W czwartek w meczu II rundy Wimbledonu Alize Cornet mierzyła się z Jeleną Rybakiną. W drugim secie, przy stanie 5:5, pierwsza z wymienionych straciła równowagę na trawiastej nawierzchni londyńskiego kortu i upadła.
Reprezentantka Francji po chwili podniosła się z ziemi i ze łzami w oczach usiadła na swoim miejscu. Potrzebna była przerwa medyczna, po której Cornet wróciła jednak do rywalizacji (więcej o tym pisaliśmy TUTAJ).
Wydawało się, że 33-latka uniknęła kontuzji. W końcu doprowadziła nawet do tie-breaka. Dzień po meczu tenisistka przekazała jednak złe wieści.

(Wpisy ze zbioru danych)
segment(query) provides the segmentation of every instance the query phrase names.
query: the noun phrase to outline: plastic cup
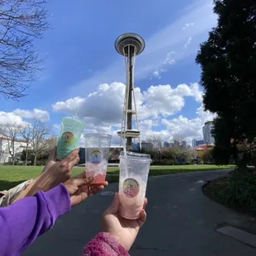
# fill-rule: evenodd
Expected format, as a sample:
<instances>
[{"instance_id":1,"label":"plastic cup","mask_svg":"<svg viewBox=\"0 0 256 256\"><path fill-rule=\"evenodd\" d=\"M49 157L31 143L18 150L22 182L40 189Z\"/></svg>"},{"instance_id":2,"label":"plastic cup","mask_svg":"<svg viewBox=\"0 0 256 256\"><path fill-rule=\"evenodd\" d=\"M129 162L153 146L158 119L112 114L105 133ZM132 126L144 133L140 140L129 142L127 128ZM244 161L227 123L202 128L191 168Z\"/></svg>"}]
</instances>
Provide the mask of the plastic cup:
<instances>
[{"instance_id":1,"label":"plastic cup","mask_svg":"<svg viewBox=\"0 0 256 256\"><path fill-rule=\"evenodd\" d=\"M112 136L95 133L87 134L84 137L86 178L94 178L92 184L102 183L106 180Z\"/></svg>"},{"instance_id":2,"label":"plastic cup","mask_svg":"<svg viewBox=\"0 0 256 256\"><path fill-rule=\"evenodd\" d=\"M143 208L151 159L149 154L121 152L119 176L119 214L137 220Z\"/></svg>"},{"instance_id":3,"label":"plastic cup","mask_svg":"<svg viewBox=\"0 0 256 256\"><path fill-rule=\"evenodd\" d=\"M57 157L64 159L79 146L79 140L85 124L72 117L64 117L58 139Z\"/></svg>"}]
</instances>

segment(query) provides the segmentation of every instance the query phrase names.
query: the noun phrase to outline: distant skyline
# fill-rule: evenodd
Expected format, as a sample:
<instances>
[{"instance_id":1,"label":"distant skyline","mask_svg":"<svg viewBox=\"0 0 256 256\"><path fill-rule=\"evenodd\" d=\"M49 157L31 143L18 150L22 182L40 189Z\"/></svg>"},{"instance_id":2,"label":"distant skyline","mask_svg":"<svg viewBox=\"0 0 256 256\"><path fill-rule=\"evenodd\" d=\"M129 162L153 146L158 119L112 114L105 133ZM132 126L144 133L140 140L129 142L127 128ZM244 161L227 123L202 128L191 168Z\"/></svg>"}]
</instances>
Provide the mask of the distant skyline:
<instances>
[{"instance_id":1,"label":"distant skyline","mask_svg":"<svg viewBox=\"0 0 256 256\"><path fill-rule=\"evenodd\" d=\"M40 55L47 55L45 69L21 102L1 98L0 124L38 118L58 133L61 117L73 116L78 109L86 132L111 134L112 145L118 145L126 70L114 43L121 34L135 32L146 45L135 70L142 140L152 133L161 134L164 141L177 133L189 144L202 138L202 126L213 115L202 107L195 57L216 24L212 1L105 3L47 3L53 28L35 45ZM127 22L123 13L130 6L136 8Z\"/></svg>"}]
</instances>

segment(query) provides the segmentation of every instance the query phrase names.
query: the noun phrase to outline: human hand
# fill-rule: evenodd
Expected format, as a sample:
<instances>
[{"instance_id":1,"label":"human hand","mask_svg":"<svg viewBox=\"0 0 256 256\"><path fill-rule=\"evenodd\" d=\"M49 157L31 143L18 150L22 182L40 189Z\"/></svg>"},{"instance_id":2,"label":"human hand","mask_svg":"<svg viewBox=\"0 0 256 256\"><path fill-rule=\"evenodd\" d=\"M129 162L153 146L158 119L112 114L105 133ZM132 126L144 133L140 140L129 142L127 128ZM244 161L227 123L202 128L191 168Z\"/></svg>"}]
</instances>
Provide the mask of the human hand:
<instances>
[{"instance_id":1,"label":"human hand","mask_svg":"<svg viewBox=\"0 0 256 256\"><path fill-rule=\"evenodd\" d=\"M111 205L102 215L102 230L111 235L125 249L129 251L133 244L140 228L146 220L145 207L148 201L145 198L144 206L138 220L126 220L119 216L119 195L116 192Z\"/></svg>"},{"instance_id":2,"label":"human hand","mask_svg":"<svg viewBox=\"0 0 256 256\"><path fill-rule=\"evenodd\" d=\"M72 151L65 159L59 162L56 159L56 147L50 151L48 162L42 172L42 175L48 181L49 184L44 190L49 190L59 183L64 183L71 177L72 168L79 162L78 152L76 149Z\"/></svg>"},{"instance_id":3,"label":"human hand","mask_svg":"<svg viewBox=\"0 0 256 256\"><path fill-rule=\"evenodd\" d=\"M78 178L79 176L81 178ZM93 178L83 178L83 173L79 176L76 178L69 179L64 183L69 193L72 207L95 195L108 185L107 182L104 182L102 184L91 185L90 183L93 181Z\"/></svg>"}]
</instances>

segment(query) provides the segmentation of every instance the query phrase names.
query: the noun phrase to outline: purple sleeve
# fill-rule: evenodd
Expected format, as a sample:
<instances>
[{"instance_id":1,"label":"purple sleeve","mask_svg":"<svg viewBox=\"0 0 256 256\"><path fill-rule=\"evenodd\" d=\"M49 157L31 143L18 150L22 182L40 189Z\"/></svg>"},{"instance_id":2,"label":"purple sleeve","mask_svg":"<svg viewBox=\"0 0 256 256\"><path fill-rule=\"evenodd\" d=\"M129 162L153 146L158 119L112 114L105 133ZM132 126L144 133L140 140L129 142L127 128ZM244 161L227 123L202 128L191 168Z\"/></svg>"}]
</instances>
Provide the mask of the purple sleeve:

TREŚĆ ZADANIA: Przepisz fragment tekstu o meczu Cornet z Rybakiną, zaczynając od słów "Reprezentantka Francji po" i kończąc na słowach "tym pisaliśmy TUTAJ).". Zamień przy tym "Reprezentantka Francji" na "Francuzka". Wpisy są materiałem odrębnym od tekstu o meczu Cornet z Rybakiną.

ODPOWIEDŹ NA ZADANIE:
Francuzka po chwili podniosła się z ziemi i ze łzami w oczach usiadła na swoim miejscu. Potrzebna była przerwa medyczna, po której Cornet wróciła jednak do rywalizacji (więcej o tym pisaliśmy TUTAJ).